→ VOTRE OBJECTIF
Recopiez les lignes depuis le début jusqu'à la ligne contenant « (1033, 876) » incluse, consignes comprises, en décalant de 110 chaque coordonnée en pixels des réponses. Ne faites pas figurer les images dans votre réponse.

Éléments répertoriés dans un jeu de données
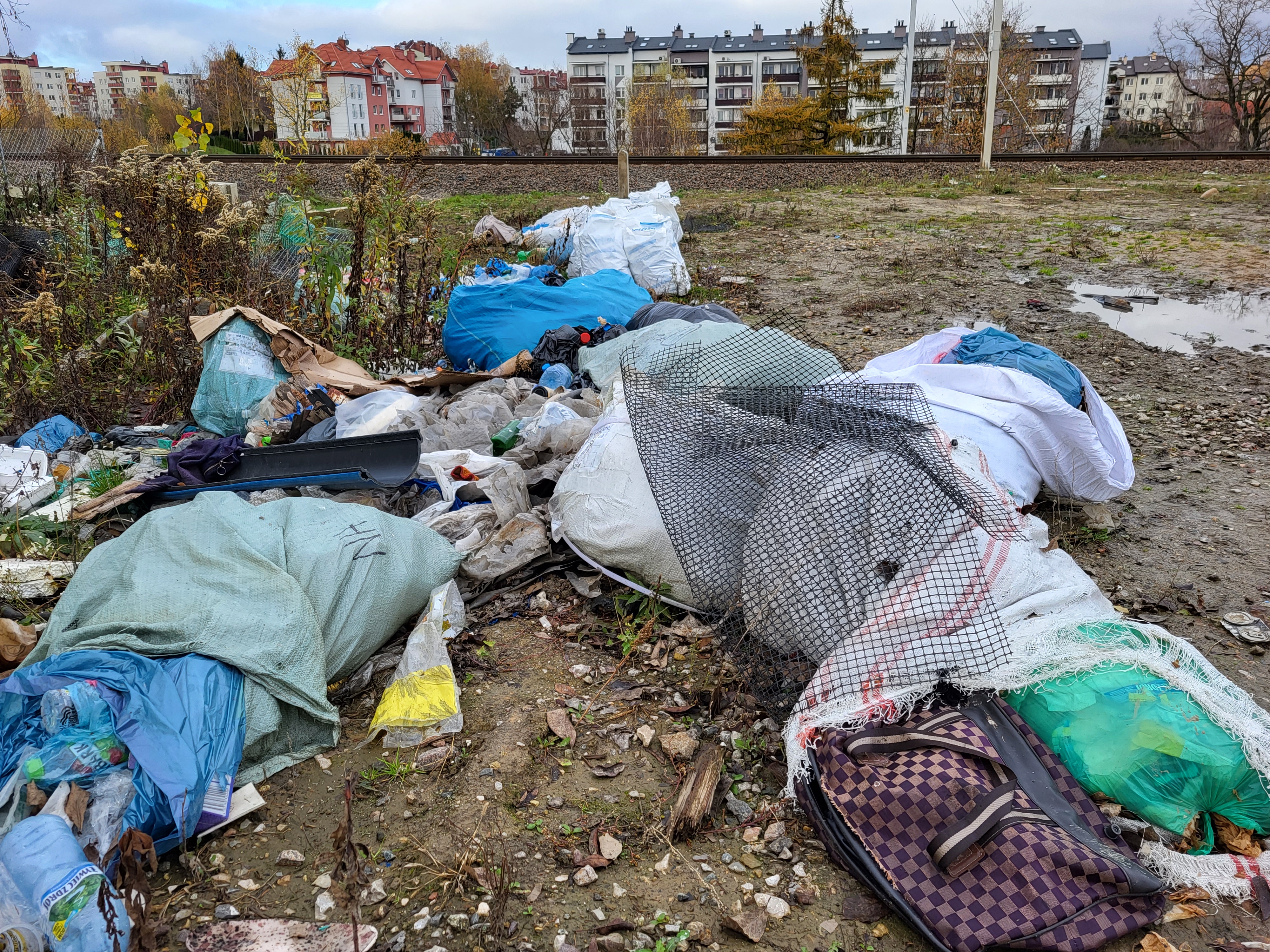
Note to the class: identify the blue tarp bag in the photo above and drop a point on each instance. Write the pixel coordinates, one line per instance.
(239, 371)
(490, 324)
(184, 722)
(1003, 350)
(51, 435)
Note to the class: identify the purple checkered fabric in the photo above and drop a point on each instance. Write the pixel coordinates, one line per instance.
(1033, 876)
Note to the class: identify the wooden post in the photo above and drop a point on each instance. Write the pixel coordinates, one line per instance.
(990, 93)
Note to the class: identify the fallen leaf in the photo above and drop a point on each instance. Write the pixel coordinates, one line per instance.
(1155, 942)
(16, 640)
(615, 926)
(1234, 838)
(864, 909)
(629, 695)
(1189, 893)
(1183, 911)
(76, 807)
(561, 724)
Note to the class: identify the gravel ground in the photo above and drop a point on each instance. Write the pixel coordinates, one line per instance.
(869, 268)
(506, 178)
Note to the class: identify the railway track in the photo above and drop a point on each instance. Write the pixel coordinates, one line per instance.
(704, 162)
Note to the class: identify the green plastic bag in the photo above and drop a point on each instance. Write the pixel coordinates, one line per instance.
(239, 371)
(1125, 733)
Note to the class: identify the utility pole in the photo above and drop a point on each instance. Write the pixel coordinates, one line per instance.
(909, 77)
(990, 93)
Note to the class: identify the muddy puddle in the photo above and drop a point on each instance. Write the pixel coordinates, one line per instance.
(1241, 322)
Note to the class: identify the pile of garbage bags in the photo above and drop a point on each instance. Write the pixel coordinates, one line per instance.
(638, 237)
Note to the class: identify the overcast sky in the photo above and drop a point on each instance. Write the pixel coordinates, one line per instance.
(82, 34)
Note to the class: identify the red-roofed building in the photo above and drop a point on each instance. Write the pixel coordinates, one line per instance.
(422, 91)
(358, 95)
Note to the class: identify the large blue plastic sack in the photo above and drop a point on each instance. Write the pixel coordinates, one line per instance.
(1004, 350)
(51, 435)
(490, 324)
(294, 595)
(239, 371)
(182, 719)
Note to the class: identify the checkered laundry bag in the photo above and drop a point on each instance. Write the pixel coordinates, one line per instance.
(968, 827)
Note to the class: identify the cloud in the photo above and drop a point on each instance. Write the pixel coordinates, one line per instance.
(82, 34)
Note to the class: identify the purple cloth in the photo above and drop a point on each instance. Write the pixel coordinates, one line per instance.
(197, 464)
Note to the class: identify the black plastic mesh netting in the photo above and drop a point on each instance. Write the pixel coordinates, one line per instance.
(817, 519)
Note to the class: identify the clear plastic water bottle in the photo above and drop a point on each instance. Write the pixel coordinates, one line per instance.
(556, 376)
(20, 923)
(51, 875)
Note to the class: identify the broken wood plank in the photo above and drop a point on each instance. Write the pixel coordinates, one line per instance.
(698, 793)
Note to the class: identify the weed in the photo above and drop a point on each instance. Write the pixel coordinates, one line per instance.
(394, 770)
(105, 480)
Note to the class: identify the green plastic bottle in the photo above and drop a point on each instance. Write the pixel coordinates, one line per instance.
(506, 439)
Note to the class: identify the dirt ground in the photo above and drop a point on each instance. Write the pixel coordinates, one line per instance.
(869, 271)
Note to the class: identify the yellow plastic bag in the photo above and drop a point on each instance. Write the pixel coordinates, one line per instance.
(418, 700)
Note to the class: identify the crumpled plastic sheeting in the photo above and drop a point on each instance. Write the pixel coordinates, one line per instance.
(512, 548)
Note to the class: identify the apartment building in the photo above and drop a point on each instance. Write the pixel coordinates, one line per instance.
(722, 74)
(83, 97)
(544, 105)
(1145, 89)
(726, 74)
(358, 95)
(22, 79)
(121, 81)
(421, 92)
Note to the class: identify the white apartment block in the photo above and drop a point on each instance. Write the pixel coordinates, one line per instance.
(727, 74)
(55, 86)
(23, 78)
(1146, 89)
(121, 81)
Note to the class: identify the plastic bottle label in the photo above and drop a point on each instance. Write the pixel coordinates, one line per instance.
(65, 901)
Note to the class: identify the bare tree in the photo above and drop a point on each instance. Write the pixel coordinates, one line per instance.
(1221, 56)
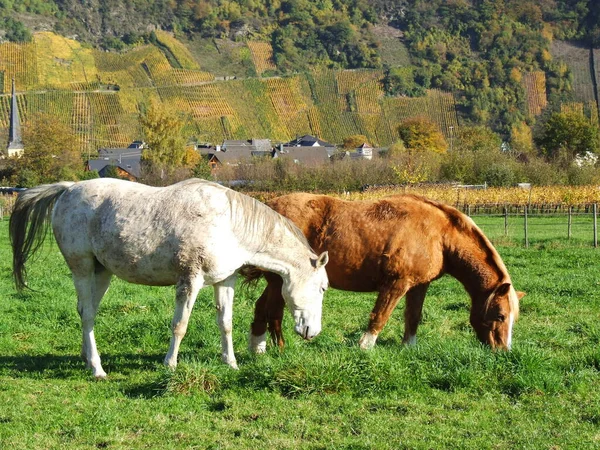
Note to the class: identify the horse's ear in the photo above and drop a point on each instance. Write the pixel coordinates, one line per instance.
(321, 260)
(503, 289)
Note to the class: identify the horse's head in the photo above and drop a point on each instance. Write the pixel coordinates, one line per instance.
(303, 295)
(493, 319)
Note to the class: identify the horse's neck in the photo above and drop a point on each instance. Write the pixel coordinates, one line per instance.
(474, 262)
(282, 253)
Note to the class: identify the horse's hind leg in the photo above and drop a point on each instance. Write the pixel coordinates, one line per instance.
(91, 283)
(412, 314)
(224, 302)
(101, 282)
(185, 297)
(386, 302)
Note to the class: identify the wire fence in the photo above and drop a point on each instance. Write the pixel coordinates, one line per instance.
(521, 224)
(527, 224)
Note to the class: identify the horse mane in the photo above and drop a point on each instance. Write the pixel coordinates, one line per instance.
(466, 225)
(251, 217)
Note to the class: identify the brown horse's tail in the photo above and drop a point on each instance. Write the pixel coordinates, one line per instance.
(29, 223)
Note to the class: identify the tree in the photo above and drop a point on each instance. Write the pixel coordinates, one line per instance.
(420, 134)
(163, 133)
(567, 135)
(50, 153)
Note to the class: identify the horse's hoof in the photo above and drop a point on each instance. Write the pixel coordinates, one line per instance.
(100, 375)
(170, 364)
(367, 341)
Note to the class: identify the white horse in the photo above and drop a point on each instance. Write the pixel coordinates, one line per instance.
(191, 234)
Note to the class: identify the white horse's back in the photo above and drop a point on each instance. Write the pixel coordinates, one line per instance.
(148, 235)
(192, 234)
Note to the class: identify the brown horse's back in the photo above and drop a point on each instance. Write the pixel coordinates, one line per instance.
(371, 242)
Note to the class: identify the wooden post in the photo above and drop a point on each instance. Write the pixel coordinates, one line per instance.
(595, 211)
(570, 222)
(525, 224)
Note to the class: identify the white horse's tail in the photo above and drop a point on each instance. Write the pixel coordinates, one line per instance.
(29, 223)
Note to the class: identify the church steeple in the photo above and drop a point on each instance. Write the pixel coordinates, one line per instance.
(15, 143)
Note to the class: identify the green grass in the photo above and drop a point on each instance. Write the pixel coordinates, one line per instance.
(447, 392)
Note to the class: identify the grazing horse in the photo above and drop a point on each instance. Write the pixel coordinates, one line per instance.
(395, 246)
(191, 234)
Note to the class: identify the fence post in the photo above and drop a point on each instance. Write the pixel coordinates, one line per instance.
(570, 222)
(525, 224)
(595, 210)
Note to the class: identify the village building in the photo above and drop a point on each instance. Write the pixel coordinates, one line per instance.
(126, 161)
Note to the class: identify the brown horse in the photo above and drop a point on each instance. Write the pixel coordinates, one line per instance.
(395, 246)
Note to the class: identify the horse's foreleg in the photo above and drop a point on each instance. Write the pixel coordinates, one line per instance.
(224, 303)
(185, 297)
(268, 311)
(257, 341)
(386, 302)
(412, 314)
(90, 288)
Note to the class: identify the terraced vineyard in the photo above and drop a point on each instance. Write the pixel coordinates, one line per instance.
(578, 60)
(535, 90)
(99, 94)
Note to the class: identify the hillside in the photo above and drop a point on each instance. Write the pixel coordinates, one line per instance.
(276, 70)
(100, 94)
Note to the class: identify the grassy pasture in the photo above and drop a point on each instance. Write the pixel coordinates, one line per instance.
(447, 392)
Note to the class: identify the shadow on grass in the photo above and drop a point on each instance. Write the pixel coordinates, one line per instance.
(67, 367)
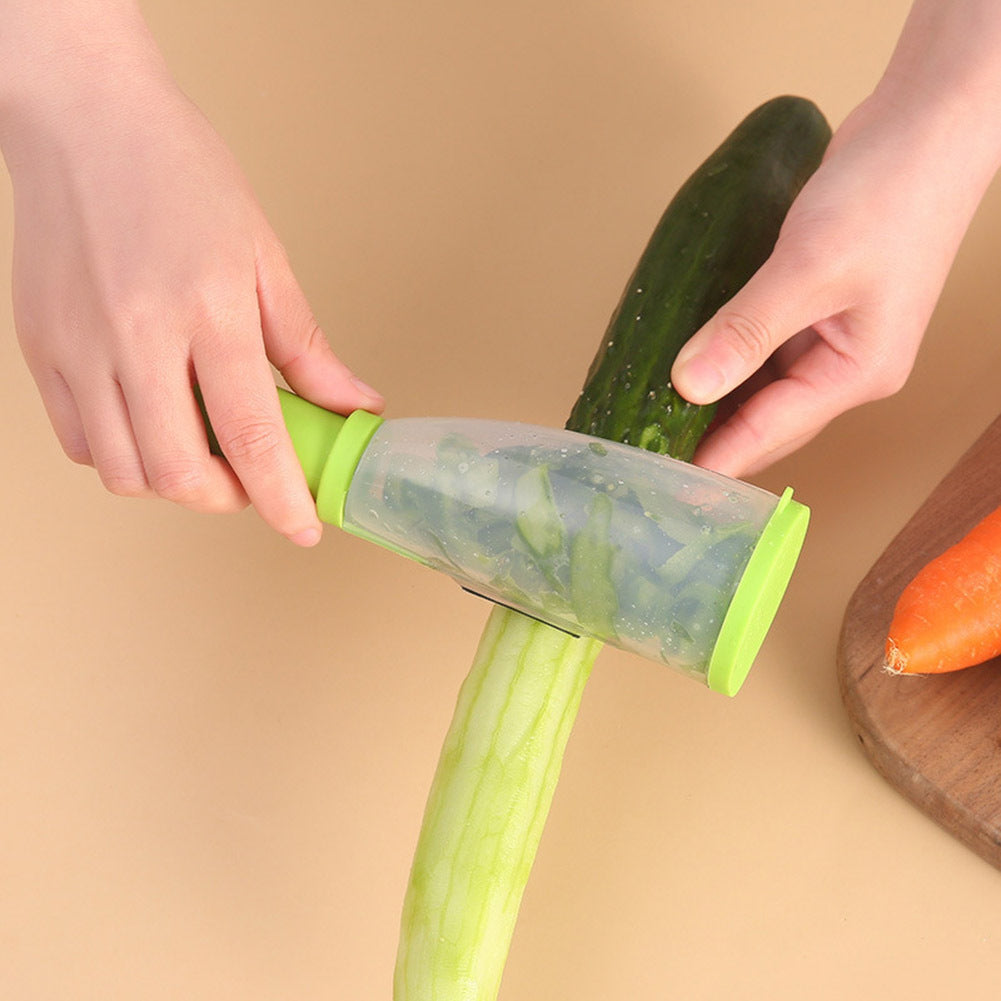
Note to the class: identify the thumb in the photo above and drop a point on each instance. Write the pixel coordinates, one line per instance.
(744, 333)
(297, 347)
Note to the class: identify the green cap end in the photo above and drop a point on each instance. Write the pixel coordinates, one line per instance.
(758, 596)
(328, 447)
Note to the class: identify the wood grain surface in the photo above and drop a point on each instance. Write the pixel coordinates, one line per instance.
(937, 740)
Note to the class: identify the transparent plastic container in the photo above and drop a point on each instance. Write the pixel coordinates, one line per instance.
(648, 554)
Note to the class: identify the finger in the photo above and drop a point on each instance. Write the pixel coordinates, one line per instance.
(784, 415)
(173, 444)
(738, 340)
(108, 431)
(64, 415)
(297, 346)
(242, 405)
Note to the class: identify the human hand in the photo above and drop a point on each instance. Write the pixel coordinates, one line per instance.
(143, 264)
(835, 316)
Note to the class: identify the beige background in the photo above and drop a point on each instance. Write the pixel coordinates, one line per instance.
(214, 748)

→ RÉPONSE AU PROBLÈME
Note to the class: identify the blue tarp bag in the photo above and drop a point on each instance. Write the pixel coordinates, one line per instance.
(349, 481)
(600, 434)
(294, 832)
(1113, 460)
(161, 545)
Note to the class: identify the purple checkered fabric in the photo above and drop a point on each instance. Write the pixel coordinates, one line per instance.
(1143, 986)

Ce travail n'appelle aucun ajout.